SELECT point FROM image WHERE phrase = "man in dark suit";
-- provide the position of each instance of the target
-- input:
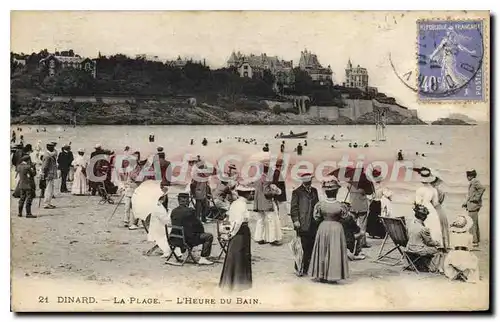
(194, 232)
(27, 175)
(304, 198)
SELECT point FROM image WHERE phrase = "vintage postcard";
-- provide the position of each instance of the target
(250, 161)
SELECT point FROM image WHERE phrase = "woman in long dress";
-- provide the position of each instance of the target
(427, 196)
(329, 261)
(442, 215)
(460, 263)
(374, 226)
(237, 270)
(79, 186)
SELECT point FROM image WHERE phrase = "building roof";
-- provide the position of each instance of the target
(64, 59)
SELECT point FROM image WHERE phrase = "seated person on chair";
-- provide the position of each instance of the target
(194, 233)
(224, 195)
(420, 242)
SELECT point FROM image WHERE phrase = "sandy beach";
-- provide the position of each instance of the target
(72, 251)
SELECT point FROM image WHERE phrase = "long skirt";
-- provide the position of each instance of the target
(374, 226)
(329, 258)
(237, 271)
(444, 226)
(79, 186)
(268, 228)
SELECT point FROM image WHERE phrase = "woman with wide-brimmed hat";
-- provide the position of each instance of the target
(329, 261)
(79, 186)
(460, 263)
(427, 196)
(237, 270)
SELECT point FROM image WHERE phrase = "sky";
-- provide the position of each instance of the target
(370, 39)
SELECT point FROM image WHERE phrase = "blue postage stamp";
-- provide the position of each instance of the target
(450, 60)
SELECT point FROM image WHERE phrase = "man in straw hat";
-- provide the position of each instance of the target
(304, 199)
(193, 228)
(474, 202)
(27, 175)
(267, 229)
(49, 174)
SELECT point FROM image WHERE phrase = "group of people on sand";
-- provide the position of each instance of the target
(331, 232)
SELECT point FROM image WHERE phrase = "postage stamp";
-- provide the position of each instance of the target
(450, 60)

Your goal:
Copy the listing above line for line, leaving out the picture.

Answer for this exercise:
SELECT point FROM image WHERE phrase = "man in dark suit";
-- provide the position of each instance of the target
-- input:
(194, 232)
(27, 175)
(304, 198)
SELECT point FROM image WHERE phrase = "vintage postcard";
-- provide the position of each instance of the target
(250, 161)
SELECT point FROM image WHERE phrase = "woman in long dress";
-- provide the position of each instance of the target
(427, 196)
(329, 261)
(442, 215)
(460, 263)
(374, 226)
(237, 270)
(79, 186)
SELECT point FROM image WHERE phrase = "building roof";
-- provide the position of each instance of the target
(64, 59)
SELECT point FROM image WHERE phrase = "seated person on chair";
-- provide the position of each instance of the target
(194, 233)
(224, 195)
(420, 242)
SELECT point FROM image WHERE phrase = "sandy beach";
-- provide the position of each instance of the target
(72, 251)
SELECT point FROM image WHERE phrase = "long skirt";
-- provide the position of each instance of the target
(374, 226)
(329, 258)
(237, 271)
(444, 226)
(79, 186)
(268, 228)
SELECT point FROM image WHERE phrase = "woman with wide-brimmed hat";
-- provide the position of each instance of the target
(329, 261)
(79, 186)
(460, 263)
(427, 196)
(237, 270)
SELECT point FROM image WHERE phrase = "sky";
-- provide the position of each instance of the target
(370, 39)
SELECT point FROM image WHERE phrase = "blue postage stamp";
-- provide the position of each instance of the target
(450, 60)
SELECT point FROM image WHERE phrase = "man in straw hat";
-- provide the position of each instance of the target
(304, 199)
(193, 228)
(474, 202)
(27, 175)
(267, 229)
(49, 174)
SELECT point FROM image WHERE phrase = "group of people on sand";
-- provide the position of each instance of the target
(331, 232)
SELECT point FROM image WHERE phrase = "postage stamp";
-- provide the position of each instance of the target
(450, 60)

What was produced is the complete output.